ASSIGNED TASK:
Would you please copy each line of the data in which the string "green" occurs?

DATA PROVIDED:
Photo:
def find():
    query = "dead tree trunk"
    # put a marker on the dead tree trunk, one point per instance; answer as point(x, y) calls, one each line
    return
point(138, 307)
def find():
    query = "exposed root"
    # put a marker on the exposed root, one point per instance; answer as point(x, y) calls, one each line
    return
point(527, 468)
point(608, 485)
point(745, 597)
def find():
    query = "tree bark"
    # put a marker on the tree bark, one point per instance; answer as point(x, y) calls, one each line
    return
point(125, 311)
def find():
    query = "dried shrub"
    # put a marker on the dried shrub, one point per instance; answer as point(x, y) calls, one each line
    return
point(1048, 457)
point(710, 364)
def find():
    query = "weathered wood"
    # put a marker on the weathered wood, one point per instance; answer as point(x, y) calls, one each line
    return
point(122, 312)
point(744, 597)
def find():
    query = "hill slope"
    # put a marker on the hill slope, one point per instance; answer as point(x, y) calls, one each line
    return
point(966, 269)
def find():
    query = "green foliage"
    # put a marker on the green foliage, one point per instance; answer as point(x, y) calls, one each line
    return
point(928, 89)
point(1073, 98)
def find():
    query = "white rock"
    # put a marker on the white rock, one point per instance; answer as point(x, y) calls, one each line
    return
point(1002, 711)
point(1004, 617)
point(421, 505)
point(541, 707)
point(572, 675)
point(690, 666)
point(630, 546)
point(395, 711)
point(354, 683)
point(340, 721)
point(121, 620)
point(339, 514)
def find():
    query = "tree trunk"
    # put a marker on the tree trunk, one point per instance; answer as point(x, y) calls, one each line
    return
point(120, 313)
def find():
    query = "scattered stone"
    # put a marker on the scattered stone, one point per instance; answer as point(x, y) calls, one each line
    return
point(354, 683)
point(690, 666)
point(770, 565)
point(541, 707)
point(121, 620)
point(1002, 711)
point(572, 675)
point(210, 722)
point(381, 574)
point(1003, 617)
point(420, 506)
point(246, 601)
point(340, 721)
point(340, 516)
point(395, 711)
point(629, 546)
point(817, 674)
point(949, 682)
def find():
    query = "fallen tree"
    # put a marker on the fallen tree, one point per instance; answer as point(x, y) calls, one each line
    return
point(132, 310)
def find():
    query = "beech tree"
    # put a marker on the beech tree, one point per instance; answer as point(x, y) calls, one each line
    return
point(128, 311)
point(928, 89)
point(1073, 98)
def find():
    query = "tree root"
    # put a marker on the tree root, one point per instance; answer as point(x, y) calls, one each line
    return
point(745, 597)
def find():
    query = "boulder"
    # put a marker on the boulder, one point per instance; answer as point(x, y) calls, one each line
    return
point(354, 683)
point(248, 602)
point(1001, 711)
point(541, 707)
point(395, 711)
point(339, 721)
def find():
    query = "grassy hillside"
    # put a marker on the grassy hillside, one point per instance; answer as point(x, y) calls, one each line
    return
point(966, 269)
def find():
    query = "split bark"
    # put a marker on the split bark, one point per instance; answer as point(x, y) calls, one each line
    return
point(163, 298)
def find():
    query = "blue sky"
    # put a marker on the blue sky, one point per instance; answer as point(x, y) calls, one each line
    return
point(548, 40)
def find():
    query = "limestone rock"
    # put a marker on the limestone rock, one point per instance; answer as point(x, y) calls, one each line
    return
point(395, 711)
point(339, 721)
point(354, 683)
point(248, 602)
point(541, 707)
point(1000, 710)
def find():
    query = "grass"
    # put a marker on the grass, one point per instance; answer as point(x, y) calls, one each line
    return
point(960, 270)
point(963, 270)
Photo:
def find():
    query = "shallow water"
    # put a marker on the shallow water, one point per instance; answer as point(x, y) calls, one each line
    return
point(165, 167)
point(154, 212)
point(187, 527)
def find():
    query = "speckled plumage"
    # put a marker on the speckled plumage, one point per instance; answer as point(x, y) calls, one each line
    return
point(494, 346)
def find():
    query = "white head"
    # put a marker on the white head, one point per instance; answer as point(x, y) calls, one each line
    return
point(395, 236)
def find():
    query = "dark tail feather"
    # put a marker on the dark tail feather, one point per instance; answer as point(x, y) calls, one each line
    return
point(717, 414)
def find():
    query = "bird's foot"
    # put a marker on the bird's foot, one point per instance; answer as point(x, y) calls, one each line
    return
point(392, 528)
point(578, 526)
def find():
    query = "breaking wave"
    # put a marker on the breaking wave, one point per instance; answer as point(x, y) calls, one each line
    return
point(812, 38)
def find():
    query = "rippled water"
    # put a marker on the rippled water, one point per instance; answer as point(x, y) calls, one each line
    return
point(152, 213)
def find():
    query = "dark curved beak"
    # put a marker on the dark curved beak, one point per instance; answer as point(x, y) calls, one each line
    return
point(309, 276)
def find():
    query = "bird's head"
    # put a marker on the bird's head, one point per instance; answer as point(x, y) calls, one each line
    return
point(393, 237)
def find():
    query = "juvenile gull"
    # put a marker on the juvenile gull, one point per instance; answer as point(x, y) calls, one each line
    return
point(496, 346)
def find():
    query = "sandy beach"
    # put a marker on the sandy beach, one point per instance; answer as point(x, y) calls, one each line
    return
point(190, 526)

ANSWER TO THIS PROBLEM:
    query = "green foliage"
    # put a marker on the green foliage, one point per instance; answer as point(x, y) calls, one each line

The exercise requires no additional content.